Task instructions:
1) Could you print the stretch of the passage on Rosa's early political life from "But often forced" through "and social reform."?
2) Can you carry on the passage about Rosa's early political life from the point where it stops?

━━━━━ Source passage ━━━━━

She was born on 5 March 1872, into a middle-class Jewish family in Zamosc, Poland, which was then part of the Russian Empire. A shy and studious young woman who not considered particularly alluring either in features or charm attracted little male attention and so un-distracted by the pursuit of love and the lifetime of domestic drudgery that would invariably follow it she turned her attention to politics, her true desire. 
 
Outspoken and politically active from an early age she first came to the attention of the Authorities while still at school and by early 1889, and only 18 years of age, she was forced to flee Poland. 
Settling in Zurich, Switzerland, the favoured destination of Europe’s revolutionary diaspora she was able, with financial support from her family, to study law and political economy at the University where through contacts she soon made the acquaintance of the local Russian emigre community which included such Marxists luminaries as Georgi Plekhanov, Pavel Axelrod, Alexandra Kollontai and Leo Jogiches. 
 
In 1893, along with Jogiches, she formed the Social Democratic Party of Poland but unable to operate openly in Poland where it was banned, Rosa was forced to edit and publish its journal Sprawa Bobotznica or Workers' Cause from Paris and have it distributed illegally. 
 
But often forced underground by police harassment in France and further hindered by the harsh penalties handed out to those caught distributing it in Poland it make little headway. 
 
In 1895, Rosa married a German national, Gustave Lubeck, not for love or any reasons of affection but merely to acquire German citizenship and soon after she settling in Berlin she joined the German Social Democratic Party and became embroiled in the arguments between the ideologues who adhered to an Orthodox Marxism and no watering-down of the workers cause and those who advocated political and social reform. 
 
Rosa sided with the hard-line Karl Kautsky in opposition to the reformer Edouard Bernstein who believed that socialism could be achieved in a democratic country without the need for revolution. Whether Germany was a democracy or not was a moot point but Bernstein believed that increased parliamentary engagement and trade union activity would be enough on its own. Rosa did not agree.

━━━━━ Recorded information ━━━━━

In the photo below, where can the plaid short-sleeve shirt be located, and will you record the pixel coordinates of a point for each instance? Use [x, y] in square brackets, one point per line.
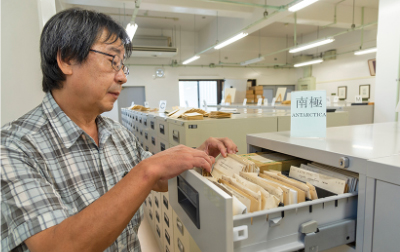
[51, 169]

━━━━━

Answers to each task:
1)
But often forced underground by police harassment in France and further hindered by the harsh penalties handed out to those caught distributing it in Poland it make little headway. 
 
In 1895, Rosa married a German national, Gustave Lubeck, not for love or any reasons of affection but merely to acquire German citizenship and soon after she settling in Berlin she joined the German Social Democratic Party and became embroiled in the arguments between the ideologues who adhered to an Orthodox Marxism and no watering-down of the workers cause and those who advocated political and social reform.

2)
In 1905, Auguste Bebel appointed Rosa editor of the party newspaper Vorwarts! Here was the opportunity to directly influence the direction of party strategy but her appointment also coincided with the outbreak of revolution in her homeland and so, though reluctant to do so, she resigned and returned to Poland. No sooner had she arrived however than the revolution collapsed and she was promptly arrested. 
 
Not particularly wanting yet another political radical on their hands, they had quite enough of their own the Authorities promptly deported her back to Germany. Many others were not so fortunate. 
Rosa’s experiences in Poland only served to radicalise her even further and she now strongly advocated a General Strike as the spark that would lead to the violent overthrow of Capitalism. This was too extreme for the majority of her S.D.P colleagues who had gradually been moving towards the right and she now found herself both alienated from most of her fellow party members and effectively ostracised by the party leadership. 
 
It was also around this time that she first made the acquaintance of Vladimir Illyich Lenin who was at first impressed by this physically slight but intellectually rigorous firebrand but her support for the majority Mensheviks in their dispute with Lenin over future strategy made him suspicious of her motives. 
 
As an ardent admirer of Lenin who agreed with him on most things Rosa had expected following the Bolshevik seizure of power in Russia to be given the leading role in Poland but he had not forgotten her opposition to him many years earlier and so appointed Karl Radek instead. She was bitterly disappointed but tried not to show it. 
 
Rosa had vehemently opposed the Great War which she saw as a struggle between competing capitalists to secure a greater market share and joined forces with the French socialist leader Jean Jaures in his attempt to form a workers bloc from among the socialist parties across Europe to prevent it. The attempt collapsed on 14 July 1914, when Jaures was assassinated whilst dining at a cafe in Paris. 
 
It is easy then, to imagine Rosa's despair at watching the S.D.P rise almost as one to cheer the Kaiser in the Reichstag and vote overwhelmingly in favour of a War Budget.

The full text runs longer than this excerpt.